Source records

------------------------

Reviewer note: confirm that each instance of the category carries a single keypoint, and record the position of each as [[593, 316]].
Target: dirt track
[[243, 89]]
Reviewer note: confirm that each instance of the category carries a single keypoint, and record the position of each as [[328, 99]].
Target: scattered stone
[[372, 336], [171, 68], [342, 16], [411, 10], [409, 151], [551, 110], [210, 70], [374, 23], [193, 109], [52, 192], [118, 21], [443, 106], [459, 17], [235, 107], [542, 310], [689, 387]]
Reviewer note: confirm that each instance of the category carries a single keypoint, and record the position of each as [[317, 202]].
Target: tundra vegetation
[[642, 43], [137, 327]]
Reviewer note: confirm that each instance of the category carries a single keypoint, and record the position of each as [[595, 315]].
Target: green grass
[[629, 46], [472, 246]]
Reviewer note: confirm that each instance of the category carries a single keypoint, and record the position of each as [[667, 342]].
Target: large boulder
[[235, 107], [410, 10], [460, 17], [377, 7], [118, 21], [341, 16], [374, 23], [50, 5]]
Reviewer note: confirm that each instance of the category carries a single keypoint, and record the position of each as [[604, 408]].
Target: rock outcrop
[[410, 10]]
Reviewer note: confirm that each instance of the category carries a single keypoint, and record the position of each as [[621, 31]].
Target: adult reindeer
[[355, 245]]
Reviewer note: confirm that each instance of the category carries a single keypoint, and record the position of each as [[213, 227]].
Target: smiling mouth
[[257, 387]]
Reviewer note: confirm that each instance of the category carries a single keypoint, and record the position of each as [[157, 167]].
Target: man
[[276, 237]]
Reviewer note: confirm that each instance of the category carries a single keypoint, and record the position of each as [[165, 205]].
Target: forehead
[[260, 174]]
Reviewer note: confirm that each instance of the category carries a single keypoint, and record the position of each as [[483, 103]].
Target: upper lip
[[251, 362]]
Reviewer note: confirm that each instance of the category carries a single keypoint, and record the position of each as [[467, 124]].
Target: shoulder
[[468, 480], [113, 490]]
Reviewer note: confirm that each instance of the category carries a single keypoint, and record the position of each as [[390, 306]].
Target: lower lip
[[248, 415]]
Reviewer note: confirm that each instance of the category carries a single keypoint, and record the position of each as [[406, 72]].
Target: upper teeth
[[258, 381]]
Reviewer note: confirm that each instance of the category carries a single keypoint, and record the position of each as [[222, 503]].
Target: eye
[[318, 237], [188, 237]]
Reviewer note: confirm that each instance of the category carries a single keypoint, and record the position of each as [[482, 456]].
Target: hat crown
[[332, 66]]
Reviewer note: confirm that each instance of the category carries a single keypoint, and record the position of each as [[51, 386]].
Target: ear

------------------------

- **Do this**
Copy verbatim every line from the one containing "as [[621, 31]]." through the last line of the source records, with both ends included.

- **Answer to the exercise**
Reviewer note: confirm that each instance of the category carries a single keypoint, and record the position of each as [[621, 31]].
Target: adult reindeer
[[355, 245]]
Reviewer note: confirm that each instance of the category carries a single keypoint, and record the position of each as [[213, 227]].
Target: smiling mouth
[[257, 387]]
Reviewer note: confirm that each instance of the category carries a single keypoint, and record the position of each as [[157, 167]].
Target: man
[[276, 237]]
Reviewer note: confirm that each instance of the category carries a single keypoint, and record the position of each as [[165, 205]].
Target: forehead
[[260, 174]]
Reviewer note: confirm that each instance of the category carries a single keypoint, and record the position of each as [[483, 103]].
Target: upper lip
[[251, 362]]
Reviewer note: confirm that each instance of the category carries a single keypoint, and record the position of each as [[467, 124]].
Target: shoulder
[[468, 480], [113, 490]]
Reviewer note: confirm that each instance of the category carries a single keypoint, and record the position of each as [[390, 306]].
Target: lower lip
[[248, 415]]
Reviewer note: confirm that each instance of the category carries a single keypoint, and record the position of each as [[406, 72]].
Target: upper teeth
[[258, 381]]
Reviewer note: confirm that each instance of the category carries a single keypoint, and record the position of each as [[222, 503]].
Target: eye
[[318, 237], [188, 237]]
Reviewer note: confirm that each instance of the category carries a single keypoint, and record the position of each as [[482, 456]].
Target: hat crown
[[332, 66]]
Reviewer note: confirm that each instance of the category carries a single keypoint, and record the position of each as [[51, 386]].
Target: ear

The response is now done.